(Phrase grounding data)
--------

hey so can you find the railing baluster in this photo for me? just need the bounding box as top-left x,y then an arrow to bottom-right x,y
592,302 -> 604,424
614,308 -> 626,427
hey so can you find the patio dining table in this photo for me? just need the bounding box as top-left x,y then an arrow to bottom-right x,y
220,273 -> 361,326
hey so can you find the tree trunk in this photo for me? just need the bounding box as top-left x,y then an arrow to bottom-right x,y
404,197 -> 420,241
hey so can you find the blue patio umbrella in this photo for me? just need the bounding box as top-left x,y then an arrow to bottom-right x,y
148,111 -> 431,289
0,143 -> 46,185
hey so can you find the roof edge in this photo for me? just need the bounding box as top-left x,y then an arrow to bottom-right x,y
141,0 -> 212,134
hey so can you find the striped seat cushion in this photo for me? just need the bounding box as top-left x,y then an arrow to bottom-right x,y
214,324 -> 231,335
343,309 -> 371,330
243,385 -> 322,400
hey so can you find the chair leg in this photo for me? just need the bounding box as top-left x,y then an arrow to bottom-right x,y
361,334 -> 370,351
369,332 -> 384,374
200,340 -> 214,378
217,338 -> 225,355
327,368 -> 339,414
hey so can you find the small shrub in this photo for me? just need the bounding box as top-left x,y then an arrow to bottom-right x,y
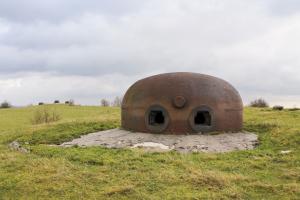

--------

▶ Exercise goal: Pictures excluded, set down all the entries exactly.

▶ Task solution:
hey so can you find the railing baluster in this photo for me? just need the bounding box as top-left x,y then an arrow to bottom-right x,y
592,302 -> 604,424
614,308 -> 626,427
hey so can you find the patio dining table in this photo for me? just need the bounding box as top-left x,y then an arrow to bottom-right x,y
220,273 -> 361,326
hey so can you find the tree trunk in this photo for me? just need the bounding box as top-left x,y then an arrow to bottom-right x,y
404,197 -> 420,241
hey so can you find the blue patio umbrella in this photo for me? just need the bounding box as top-left x,y then an arrow to bottom-right x,y
148,111 -> 431,289
0,143 -> 46,185
hey so can you find the roof edge in this photo for me? just need the bounding box as top-left x,y then an arrow to bottom-right x,y
141,0 -> 212,134
hey so can you find the striped seat cushion in this photo for me? just need the bounding box as top-left x,y then an arrow to bottom-right x,y
214,324 -> 231,335
343,309 -> 371,330
243,385 -> 322,400
hey so can you find the chair leg in this photo for me? just need the bounding box as top-left x,y then an arrow to bottom-right x,y
361,334 -> 370,351
369,332 -> 384,374
200,340 -> 214,378
217,338 -> 225,355
327,368 -> 339,414
hey so can you find the small shrub in this photo for me? just need the bounding box as top-left x,y then an arrow to bottom-right x,y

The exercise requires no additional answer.